■ **What the task requires**
Output, exactly as written, the lines of the data below from the one containing "the umbrella handle" to the end.

====== Source information

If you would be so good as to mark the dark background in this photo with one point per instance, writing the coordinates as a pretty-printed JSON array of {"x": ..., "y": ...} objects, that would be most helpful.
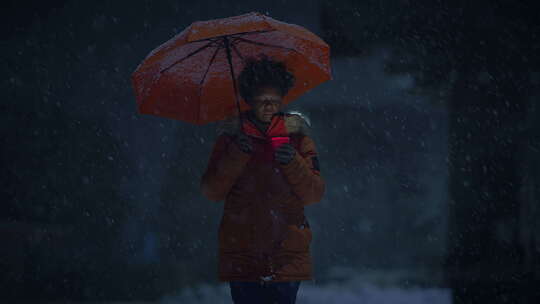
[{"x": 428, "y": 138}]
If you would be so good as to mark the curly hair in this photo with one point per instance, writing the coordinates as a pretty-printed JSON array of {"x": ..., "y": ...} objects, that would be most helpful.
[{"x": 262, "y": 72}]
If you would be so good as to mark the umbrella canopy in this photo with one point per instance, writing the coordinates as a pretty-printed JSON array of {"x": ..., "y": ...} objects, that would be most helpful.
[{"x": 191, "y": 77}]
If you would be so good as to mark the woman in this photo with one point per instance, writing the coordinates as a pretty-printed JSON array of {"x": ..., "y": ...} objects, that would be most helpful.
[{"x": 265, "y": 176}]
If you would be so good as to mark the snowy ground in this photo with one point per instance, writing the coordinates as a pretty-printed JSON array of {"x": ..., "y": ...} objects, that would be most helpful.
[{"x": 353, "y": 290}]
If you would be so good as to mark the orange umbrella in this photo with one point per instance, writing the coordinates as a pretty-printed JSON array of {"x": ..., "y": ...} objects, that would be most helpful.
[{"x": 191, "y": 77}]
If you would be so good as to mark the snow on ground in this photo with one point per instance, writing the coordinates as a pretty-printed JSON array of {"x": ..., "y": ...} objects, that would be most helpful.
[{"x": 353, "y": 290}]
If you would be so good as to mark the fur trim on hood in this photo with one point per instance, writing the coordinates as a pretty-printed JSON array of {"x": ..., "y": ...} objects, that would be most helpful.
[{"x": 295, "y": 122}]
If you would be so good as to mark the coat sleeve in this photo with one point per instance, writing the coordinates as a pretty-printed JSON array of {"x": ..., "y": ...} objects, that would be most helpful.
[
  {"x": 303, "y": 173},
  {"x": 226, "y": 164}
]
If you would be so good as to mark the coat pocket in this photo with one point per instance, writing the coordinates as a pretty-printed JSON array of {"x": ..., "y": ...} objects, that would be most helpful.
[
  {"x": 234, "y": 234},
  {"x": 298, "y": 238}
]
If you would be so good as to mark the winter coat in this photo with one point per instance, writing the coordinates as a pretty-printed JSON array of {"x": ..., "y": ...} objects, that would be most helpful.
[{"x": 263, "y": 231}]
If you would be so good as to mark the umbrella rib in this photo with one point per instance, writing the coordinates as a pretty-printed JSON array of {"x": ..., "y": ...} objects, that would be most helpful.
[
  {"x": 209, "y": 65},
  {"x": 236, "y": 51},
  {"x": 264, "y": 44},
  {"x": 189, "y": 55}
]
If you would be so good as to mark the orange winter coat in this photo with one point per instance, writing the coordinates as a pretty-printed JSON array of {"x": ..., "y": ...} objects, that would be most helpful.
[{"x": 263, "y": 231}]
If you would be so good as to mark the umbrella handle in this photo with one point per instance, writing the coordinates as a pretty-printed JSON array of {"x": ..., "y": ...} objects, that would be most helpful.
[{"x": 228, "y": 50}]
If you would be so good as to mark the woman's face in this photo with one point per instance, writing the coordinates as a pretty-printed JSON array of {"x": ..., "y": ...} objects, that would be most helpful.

============

■ **Answer for the task**
If you would be so good as to mark the umbrella handle in this photo with one point per instance, writing the coordinates as a pretty-printed JSON array of {"x": ..., "y": ...} objects, that would be most helpful.
[{"x": 228, "y": 50}]
If you would be so good as to mark the woman's face in this photo with one point per instance, writing the coordinates as a pretty-printed JSON array of {"x": ..., "y": ...} objects, that would be most helpful.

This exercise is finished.